▸ Directions: Only the lines from the start of the data to the line containing "white wall boxed for tracking.", both included, should be output, exactly and without pictures.

(Images for object localization)

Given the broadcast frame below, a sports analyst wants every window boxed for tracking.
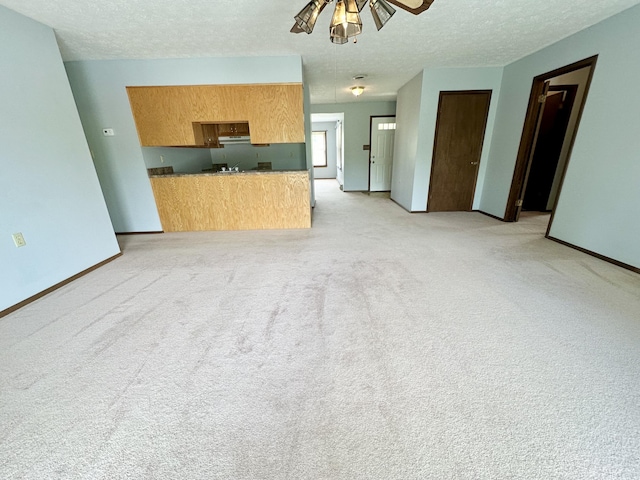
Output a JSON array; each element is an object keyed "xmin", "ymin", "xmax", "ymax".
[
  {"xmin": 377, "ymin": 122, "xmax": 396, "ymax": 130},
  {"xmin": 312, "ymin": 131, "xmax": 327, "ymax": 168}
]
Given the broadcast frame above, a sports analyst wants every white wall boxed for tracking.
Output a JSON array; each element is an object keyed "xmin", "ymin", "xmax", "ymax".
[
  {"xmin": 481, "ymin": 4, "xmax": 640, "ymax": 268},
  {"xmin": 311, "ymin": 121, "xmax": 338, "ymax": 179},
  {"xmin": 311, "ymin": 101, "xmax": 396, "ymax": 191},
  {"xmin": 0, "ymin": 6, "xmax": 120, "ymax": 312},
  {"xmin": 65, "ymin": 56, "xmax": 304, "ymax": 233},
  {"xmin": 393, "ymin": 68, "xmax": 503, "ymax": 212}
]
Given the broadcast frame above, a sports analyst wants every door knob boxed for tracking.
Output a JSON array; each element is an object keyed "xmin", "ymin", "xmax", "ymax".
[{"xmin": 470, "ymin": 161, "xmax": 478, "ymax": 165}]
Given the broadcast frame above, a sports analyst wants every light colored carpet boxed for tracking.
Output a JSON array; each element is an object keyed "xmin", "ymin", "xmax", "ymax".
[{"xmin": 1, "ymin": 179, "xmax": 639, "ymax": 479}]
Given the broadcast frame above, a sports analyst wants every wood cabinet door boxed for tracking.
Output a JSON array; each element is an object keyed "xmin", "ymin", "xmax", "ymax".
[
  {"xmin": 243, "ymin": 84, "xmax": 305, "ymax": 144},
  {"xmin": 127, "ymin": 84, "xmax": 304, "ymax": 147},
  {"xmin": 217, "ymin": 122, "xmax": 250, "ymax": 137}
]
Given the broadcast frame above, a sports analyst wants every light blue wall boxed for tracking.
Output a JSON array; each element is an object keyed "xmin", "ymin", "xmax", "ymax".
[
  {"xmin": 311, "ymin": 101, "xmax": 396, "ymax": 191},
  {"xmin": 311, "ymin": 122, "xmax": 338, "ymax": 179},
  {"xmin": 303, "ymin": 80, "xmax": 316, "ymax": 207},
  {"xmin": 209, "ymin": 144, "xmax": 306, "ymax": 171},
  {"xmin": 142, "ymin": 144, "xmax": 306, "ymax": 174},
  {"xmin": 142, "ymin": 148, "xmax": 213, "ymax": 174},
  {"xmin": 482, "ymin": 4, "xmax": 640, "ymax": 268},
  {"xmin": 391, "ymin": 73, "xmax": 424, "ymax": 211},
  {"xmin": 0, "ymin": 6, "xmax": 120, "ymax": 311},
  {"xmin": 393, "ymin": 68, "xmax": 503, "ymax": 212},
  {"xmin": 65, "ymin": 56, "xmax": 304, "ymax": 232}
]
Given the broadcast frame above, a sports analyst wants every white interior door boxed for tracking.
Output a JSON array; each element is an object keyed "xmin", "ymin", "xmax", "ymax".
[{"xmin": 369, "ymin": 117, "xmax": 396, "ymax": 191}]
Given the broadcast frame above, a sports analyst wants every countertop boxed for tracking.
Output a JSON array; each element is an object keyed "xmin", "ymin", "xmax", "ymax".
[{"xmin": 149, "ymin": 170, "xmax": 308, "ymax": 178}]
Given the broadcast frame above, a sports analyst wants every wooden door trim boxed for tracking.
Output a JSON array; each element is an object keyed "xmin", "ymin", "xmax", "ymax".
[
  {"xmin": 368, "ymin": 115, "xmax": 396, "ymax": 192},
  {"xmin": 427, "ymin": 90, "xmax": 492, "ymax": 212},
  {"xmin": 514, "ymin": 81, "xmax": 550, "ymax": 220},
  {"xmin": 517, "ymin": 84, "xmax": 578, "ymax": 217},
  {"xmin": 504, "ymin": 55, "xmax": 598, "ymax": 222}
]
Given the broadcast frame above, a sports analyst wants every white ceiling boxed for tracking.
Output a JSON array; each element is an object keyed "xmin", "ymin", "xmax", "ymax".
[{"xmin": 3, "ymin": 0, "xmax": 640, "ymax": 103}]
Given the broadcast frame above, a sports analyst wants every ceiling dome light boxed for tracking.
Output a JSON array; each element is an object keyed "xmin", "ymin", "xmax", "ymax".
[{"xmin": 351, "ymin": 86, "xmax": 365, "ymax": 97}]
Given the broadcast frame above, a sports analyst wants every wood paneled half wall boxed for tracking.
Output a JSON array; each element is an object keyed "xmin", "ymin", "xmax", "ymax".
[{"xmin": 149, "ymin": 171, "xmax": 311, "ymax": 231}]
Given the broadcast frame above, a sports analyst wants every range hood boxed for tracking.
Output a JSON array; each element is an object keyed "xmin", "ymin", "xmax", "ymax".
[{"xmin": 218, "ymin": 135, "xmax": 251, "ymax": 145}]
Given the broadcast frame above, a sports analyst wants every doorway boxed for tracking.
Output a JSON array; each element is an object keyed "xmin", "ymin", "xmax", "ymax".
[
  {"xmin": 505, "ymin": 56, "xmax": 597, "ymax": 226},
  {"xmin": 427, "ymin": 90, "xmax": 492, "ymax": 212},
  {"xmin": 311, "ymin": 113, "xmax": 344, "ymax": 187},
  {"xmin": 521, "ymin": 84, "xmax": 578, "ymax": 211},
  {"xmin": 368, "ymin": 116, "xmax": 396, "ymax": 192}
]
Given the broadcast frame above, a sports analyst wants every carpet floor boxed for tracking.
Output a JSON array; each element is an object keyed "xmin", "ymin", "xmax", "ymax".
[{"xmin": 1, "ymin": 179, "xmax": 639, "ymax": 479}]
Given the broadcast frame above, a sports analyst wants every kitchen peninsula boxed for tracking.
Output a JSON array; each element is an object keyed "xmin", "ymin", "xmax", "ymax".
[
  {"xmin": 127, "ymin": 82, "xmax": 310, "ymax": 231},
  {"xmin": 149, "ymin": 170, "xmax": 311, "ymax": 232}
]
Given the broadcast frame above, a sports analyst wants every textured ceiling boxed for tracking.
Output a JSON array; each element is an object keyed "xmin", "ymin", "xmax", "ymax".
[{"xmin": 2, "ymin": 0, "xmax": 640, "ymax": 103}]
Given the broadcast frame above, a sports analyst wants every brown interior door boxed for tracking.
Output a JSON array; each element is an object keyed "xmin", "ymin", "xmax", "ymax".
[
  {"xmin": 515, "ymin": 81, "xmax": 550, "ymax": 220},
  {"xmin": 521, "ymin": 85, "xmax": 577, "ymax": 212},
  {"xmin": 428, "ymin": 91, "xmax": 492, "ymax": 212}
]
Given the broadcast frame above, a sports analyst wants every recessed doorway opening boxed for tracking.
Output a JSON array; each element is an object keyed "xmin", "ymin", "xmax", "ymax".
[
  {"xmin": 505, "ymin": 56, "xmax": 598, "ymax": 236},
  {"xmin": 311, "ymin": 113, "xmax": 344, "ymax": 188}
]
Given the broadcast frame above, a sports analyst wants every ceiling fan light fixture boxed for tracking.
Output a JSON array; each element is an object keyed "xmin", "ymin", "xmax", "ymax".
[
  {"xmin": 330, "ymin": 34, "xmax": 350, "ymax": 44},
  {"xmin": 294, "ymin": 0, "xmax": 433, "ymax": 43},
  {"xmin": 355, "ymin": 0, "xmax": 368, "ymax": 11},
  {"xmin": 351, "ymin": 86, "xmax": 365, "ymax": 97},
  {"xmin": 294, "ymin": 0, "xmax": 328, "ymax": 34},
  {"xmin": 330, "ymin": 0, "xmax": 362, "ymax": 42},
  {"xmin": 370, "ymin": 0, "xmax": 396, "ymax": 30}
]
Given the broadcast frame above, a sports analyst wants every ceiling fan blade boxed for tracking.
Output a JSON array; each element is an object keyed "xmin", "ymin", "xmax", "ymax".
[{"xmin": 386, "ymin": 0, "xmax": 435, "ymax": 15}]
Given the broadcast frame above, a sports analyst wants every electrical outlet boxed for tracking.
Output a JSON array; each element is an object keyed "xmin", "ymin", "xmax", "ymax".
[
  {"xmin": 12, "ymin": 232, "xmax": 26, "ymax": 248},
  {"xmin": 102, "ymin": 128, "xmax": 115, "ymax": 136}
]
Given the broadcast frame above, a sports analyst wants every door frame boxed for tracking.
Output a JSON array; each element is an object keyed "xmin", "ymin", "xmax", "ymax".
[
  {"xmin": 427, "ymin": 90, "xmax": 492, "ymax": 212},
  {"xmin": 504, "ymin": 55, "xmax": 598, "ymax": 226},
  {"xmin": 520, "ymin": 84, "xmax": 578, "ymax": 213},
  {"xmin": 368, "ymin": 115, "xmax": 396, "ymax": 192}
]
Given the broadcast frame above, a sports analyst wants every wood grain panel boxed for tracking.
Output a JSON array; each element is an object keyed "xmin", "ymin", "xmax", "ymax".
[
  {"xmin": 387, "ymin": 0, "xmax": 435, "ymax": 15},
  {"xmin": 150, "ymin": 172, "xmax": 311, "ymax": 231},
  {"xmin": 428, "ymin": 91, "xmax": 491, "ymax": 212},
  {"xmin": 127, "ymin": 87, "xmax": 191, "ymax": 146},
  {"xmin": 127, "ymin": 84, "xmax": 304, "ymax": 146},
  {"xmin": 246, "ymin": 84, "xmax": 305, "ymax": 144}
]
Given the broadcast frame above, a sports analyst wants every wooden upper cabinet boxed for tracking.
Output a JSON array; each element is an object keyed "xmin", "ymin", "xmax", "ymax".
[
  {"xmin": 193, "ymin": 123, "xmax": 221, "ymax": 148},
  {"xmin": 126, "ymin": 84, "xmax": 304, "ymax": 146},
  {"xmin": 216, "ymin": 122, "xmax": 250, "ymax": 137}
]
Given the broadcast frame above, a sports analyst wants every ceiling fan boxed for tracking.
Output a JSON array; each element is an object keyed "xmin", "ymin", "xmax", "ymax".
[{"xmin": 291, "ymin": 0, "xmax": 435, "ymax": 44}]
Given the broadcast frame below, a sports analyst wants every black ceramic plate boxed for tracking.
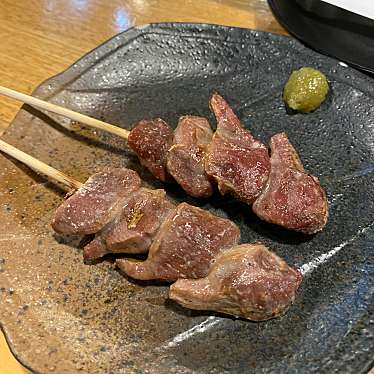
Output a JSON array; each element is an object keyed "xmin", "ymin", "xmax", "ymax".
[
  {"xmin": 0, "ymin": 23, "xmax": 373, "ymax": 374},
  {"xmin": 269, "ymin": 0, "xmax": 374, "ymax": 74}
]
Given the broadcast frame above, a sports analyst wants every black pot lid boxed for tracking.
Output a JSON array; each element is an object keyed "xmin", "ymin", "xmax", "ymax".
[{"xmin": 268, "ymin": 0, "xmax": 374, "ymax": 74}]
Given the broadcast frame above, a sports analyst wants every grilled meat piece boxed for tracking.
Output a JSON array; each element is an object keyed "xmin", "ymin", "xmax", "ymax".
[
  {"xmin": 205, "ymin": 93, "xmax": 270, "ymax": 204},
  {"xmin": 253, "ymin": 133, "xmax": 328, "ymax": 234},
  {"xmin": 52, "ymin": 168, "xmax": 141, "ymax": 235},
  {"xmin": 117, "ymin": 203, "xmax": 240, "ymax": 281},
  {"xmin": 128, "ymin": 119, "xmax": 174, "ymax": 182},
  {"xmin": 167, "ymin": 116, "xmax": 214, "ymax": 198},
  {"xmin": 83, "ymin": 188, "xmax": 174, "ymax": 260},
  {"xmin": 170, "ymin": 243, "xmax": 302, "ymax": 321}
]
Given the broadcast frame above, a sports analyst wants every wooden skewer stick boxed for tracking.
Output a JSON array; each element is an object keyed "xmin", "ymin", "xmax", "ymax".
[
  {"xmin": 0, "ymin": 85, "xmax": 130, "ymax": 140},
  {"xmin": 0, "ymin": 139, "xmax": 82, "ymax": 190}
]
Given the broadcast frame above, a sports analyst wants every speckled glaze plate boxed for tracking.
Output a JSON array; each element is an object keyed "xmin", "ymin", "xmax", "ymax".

▸ Task result:
Given the broadcast frame below, a sports analyst wants every window boxed for tracking.
Output a JSON array; each element is an object keyed "xmin", "ymin", "xmax", "ymax".
[
  {"xmin": 377, "ymin": 122, "xmax": 396, "ymax": 130},
  {"xmin": 312, "ymin": 131, "xmax": 327, "ymax": 168}
]
Given the broadcast frame above, a sports analyst wants every white wall boxed for tracking.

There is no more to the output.